## Prompt
Lines in the following data that contain the string "below" are to be counted. Report only their number.

+++

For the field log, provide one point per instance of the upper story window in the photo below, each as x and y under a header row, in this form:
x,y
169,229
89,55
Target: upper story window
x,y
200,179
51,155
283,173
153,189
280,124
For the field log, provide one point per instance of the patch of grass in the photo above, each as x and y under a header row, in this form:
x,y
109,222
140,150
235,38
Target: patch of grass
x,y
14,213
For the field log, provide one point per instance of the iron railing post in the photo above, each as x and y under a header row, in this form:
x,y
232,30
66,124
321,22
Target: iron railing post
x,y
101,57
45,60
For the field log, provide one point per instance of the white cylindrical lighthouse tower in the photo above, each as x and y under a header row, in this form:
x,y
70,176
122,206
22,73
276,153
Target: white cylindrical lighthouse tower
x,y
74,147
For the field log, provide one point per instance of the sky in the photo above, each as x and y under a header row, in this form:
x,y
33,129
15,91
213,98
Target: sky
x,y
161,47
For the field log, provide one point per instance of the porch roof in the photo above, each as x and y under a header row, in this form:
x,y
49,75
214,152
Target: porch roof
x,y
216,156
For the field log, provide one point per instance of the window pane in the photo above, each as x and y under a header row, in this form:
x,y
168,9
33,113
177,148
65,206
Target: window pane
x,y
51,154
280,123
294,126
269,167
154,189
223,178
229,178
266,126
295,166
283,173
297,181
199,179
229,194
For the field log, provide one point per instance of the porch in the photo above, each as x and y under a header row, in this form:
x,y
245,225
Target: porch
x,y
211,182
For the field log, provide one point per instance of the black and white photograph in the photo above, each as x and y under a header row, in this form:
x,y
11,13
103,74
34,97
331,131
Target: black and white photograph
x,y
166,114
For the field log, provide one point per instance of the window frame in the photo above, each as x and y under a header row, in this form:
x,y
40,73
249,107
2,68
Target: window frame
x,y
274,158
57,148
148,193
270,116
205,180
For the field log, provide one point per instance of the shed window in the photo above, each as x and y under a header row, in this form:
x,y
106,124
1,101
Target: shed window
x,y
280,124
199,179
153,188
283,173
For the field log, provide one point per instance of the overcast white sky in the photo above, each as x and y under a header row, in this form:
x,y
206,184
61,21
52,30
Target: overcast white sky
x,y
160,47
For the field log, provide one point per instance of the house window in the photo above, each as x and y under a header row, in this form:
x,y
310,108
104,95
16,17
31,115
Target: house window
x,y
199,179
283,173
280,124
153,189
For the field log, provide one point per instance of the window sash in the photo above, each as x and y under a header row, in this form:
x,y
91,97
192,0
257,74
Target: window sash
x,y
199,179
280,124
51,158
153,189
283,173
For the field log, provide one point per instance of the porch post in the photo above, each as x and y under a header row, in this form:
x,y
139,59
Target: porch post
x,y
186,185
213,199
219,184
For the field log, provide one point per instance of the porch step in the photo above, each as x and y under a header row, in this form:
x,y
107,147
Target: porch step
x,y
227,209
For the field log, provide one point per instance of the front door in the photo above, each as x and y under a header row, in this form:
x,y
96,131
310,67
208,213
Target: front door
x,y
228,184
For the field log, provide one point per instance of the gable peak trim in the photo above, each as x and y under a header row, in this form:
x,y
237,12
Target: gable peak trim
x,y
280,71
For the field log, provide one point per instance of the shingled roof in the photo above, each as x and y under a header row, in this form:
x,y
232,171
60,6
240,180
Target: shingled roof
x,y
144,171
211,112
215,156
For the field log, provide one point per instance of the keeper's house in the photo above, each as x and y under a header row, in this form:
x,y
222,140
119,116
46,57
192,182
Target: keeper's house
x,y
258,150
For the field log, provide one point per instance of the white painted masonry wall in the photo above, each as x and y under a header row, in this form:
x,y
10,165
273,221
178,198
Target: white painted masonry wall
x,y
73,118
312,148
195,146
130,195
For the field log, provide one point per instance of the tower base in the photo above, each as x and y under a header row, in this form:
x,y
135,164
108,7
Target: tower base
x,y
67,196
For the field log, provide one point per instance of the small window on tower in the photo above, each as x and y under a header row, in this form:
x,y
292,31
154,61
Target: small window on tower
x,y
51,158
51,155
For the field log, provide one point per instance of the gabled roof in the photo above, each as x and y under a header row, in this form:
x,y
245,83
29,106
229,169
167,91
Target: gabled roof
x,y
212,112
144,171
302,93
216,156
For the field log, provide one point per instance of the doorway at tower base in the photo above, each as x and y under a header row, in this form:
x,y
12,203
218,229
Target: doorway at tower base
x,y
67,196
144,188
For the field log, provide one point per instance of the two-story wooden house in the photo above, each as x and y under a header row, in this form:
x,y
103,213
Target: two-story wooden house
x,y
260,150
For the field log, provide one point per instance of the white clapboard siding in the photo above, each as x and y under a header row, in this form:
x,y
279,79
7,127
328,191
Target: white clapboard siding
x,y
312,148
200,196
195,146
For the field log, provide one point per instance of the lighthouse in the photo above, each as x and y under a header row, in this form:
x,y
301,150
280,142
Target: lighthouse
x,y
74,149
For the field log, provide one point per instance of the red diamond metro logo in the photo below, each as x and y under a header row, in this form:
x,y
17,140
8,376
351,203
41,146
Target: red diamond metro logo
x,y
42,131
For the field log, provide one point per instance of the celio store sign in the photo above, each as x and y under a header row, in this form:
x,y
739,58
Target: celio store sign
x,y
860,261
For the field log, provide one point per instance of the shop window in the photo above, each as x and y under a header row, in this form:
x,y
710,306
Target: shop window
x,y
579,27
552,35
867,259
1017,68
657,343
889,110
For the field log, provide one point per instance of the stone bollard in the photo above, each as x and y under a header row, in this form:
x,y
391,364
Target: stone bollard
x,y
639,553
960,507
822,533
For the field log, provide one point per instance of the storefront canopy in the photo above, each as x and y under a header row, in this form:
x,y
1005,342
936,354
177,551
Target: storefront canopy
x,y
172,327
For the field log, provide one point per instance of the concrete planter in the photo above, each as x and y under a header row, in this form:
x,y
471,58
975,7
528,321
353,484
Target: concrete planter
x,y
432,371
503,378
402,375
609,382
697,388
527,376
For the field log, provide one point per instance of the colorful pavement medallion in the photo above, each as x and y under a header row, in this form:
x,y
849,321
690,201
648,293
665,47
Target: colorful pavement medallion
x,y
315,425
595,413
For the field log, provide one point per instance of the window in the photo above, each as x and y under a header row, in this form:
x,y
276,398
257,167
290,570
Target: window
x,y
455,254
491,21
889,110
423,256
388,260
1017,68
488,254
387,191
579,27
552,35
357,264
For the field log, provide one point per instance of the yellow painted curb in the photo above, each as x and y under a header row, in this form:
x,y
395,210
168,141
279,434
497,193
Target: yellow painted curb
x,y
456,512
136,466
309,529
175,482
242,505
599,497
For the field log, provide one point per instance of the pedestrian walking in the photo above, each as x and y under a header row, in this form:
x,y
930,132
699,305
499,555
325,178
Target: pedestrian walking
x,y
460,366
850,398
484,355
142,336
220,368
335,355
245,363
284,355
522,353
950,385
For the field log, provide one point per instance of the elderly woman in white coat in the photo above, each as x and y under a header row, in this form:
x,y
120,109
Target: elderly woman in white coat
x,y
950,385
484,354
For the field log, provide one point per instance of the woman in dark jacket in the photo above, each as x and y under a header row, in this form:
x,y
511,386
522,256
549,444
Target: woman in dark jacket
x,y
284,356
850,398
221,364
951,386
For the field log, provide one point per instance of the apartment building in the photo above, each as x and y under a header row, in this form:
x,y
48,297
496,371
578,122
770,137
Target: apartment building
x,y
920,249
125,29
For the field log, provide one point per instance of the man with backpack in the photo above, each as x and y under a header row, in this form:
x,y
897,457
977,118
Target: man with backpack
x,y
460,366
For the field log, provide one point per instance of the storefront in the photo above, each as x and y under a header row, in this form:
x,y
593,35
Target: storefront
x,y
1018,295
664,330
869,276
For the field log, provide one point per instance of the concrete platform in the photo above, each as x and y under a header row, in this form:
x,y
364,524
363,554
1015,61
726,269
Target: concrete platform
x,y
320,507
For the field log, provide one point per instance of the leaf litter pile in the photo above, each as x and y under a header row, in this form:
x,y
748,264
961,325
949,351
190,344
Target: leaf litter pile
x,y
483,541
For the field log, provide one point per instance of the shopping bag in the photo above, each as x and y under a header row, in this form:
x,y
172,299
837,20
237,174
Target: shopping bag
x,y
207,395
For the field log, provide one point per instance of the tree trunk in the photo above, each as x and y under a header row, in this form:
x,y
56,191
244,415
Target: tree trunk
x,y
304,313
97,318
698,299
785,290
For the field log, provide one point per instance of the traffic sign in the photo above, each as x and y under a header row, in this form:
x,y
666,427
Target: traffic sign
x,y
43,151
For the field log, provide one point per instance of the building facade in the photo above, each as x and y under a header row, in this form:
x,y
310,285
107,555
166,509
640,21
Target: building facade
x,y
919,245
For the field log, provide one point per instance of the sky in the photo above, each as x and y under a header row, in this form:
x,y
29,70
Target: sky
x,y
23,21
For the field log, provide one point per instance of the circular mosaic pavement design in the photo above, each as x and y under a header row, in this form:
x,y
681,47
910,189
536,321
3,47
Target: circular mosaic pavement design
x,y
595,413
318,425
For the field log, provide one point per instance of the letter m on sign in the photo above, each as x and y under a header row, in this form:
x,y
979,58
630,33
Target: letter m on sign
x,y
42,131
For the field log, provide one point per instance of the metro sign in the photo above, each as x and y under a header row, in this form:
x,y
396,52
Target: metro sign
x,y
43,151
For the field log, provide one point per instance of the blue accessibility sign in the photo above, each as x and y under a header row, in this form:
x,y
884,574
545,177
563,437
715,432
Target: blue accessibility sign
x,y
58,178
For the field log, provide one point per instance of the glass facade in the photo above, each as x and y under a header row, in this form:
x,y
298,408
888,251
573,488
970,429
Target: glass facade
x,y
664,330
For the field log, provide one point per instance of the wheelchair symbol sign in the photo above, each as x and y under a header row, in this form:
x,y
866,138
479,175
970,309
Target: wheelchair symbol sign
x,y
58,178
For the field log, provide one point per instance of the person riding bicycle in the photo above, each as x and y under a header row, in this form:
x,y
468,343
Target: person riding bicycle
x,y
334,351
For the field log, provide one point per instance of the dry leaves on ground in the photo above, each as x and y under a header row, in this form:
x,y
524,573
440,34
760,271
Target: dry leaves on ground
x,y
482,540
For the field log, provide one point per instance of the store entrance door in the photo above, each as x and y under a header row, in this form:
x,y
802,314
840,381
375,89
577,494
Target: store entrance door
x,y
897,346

+++

## Response area
2